* _What you will do_
In the lines from the one containing "shaft, with integer pixel coordinates." through the last line, replace "purple" with "violet". Return only those lines, with nothing else changed.
** start Data provided **
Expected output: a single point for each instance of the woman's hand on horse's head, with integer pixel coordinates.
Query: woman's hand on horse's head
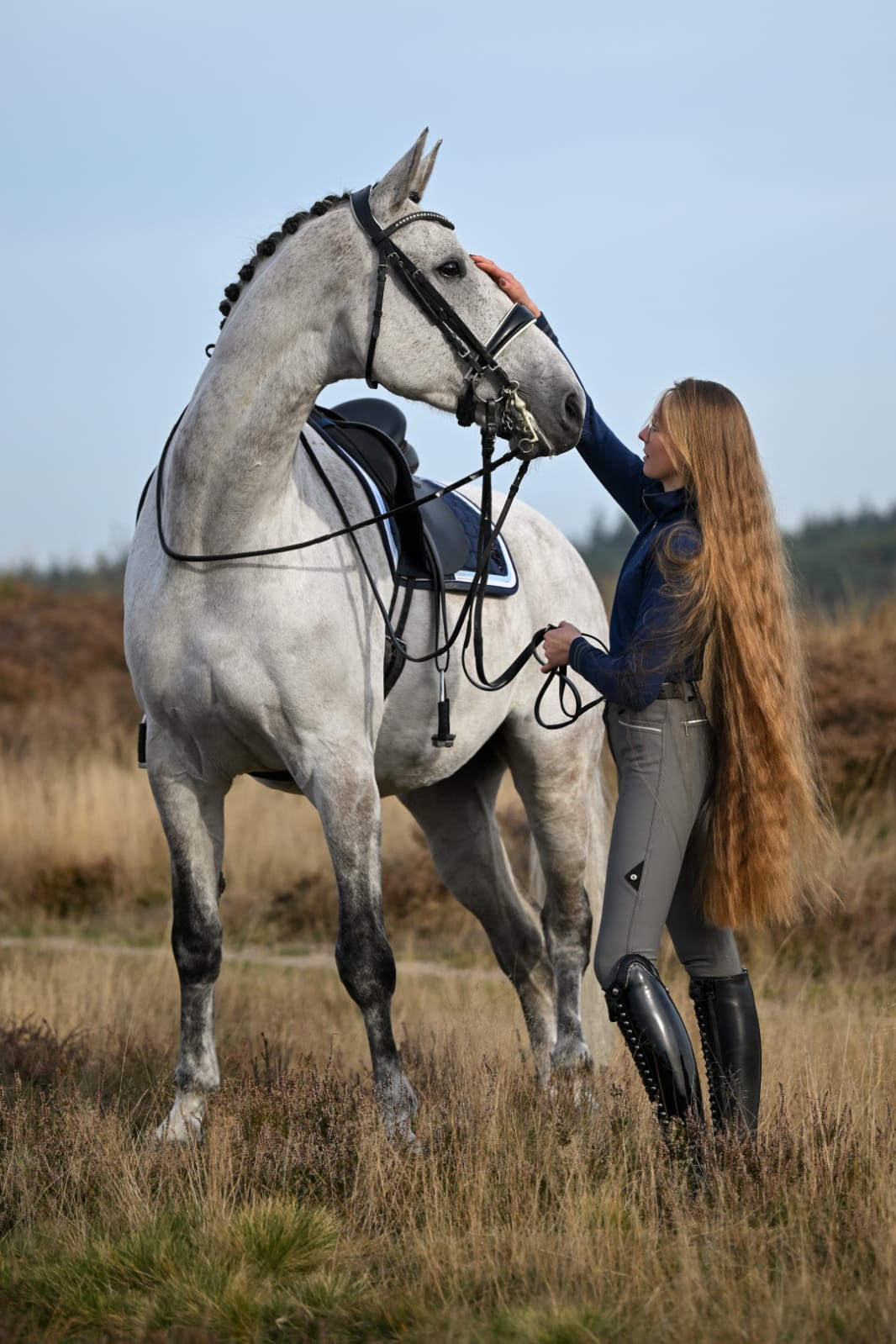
(556, 646)
(507, 282)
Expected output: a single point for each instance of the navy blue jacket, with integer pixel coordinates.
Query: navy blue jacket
(641, 656)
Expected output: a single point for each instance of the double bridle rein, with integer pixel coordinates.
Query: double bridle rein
(503, 414)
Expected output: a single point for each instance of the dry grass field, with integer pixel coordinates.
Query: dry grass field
(550, 1218)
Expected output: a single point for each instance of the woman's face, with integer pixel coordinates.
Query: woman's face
(657, 464)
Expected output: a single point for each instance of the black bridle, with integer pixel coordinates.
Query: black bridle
(478, 359)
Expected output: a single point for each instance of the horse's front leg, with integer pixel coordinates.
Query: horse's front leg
(192, 816)
(350, 808)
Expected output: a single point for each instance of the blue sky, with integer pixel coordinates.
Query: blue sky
(687, 190)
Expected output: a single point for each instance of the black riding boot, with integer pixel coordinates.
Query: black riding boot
(729, 1025)
(657, 1038)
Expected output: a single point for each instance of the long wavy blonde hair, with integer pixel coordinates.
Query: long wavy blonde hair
(768, 825)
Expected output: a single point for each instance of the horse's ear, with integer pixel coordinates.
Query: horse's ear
(406, 181)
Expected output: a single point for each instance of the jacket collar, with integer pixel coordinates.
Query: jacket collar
(668, 506)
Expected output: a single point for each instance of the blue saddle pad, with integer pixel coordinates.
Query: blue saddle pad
(446, 520)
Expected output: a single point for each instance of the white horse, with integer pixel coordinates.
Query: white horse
(277, 663)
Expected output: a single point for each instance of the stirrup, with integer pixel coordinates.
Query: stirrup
(725, 1012)
(657, 1038)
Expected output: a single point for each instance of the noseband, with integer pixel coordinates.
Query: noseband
(480, 359)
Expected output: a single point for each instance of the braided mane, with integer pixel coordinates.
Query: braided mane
(267, 246)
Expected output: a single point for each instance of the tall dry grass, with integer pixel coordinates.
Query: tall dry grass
(531, 1216)
(528, 1218)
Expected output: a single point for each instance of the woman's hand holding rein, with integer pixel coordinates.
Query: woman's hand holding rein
(556, 643)
(507, 282)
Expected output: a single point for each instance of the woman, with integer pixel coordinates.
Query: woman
(720, 819)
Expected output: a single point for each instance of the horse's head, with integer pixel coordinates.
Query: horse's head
(414, 358)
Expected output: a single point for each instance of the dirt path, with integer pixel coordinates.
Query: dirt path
(316, 957)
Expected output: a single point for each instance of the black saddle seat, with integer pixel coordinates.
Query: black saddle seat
(386, 417)
(377, 441)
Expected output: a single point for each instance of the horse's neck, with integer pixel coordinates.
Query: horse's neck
(230, 468)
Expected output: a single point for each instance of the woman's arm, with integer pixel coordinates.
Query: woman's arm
(635, 677)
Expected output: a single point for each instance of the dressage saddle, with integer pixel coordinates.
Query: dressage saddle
(372, 432)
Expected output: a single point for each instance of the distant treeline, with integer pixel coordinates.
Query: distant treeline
(837, 561)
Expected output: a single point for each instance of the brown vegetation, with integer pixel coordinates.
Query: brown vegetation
(556, 1220)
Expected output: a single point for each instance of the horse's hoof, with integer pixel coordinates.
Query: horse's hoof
(179, 1129)
(572, 1057)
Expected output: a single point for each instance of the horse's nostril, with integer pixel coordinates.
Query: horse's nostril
(574, 408)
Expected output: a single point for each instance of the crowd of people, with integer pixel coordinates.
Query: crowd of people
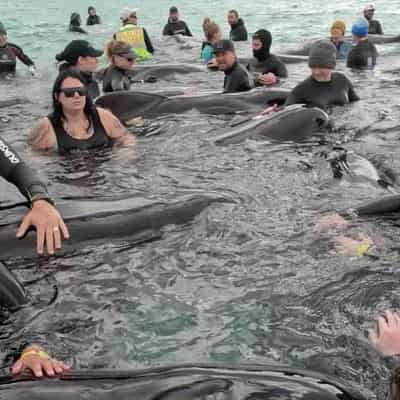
(75, 123)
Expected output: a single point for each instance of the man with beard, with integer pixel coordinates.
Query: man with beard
(265, 67)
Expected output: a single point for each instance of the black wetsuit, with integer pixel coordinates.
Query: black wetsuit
(115, 79)
(15, 171)
(238, 32)
(91, 84)
(93, 20)
(176, 28)
(375, 27)
(8, 58)
(237, 79)
(271, 64)
(66, 143)
(338, 91)
(363, 55)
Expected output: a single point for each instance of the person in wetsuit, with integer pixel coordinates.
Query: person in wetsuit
(175, 26)
(213, 34)
(75, 24)
(93, 18)
(9, 53)
(134, 35)
(343, 47)
(75, 123)
(375, 27)
(238, 31)
(82, 56)
(364, 54)
(324, 87)
(117, 76)
(265, 67)
(237, 78)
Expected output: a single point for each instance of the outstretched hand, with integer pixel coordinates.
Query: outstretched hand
(386, 338)
(50, 227)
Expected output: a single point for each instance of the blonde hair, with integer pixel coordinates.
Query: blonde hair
(210, 28)
(113, 46)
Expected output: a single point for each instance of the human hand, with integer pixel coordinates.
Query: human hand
(270, 110)
(267, 79)
(38, 362)
(48, 223)
(386, 339)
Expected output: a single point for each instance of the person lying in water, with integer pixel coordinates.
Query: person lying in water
(75, 123)
(325, 87)
(237, 78)
(265, 67)
(43, 216)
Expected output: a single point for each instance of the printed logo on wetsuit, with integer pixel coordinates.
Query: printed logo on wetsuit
(8, 153)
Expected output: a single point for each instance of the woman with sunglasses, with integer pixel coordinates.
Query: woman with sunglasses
(117, 76)
(75, 123)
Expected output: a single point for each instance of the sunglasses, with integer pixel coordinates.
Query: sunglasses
(70, 92)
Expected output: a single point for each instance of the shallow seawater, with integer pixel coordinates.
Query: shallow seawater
(246, 281)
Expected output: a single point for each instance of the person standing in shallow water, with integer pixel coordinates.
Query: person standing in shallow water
(375, 27)
(265, 67)
(364, 54)
(238, 29)
(81, 55)
(325, 87)
(9, 53)
(75, 123)
(237, 79)
(93, 18)
(338, 30)
(175, 26)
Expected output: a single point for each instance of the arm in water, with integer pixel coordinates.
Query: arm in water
(43, 216)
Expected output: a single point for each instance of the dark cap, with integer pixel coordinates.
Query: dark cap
(223, 46)
(3, 30)
(125, 51)
(76, 49)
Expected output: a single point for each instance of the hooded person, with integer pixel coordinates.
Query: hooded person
(338, 30)
(175, 26)
(238, 29)
(325, 87)
(9, 53)
(81, 55)
(93, 18)
(75, 24)
(364, 54)
(265, 67)
(375, 27)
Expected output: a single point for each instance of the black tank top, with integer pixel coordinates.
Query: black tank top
(66, 143)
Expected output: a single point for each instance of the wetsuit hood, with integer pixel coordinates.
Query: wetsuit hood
(239, 23)
(266, 39)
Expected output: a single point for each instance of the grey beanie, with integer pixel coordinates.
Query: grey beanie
(2, 29)
(322, 54)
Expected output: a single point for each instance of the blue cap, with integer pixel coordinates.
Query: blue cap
(360, 27)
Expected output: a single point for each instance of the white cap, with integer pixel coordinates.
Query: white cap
(126, 12)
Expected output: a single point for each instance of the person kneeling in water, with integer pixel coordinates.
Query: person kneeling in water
(265, 67)
(75, 123)
(237, 78)
(117, 74)
(324, 87)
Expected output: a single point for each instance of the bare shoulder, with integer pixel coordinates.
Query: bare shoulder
(42, 136)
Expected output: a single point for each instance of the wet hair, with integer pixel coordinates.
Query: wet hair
(234, 12)
(58, 112)
(210, 29)
(75, 19)
(113, 46)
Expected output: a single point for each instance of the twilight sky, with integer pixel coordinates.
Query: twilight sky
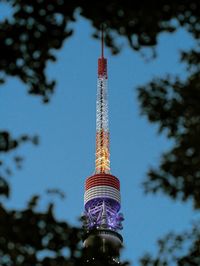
(66, 126)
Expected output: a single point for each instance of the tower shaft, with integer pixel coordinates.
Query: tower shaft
(102, 198)
(102, 162)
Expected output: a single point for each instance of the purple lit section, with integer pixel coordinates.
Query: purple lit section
(103, 213)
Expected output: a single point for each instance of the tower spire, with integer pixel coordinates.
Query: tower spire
(102, 190)
(102, 162)
(102, 42)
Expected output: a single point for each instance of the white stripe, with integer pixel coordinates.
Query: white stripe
** end Data provided **
* _Exercise result_
Expected output: a single point for each instance of the tower shaft, with integer pixel coordinates.
Query: tower shaft
(102, 198)
(102, 162)
Expected output: a single point for each instance of the violet lit section, with integer pixel coordinates.
Query: violet lit section
(103, 213)
Expected output: a single point for each instance of the tower spire, with integer pixel coordinates.
Query: tower spire
(102, 190)
(102, 162)
(102, 42)
Expected output: a single point for each instance of the white stripe, with integer pixel coordinates.
Query: white stripe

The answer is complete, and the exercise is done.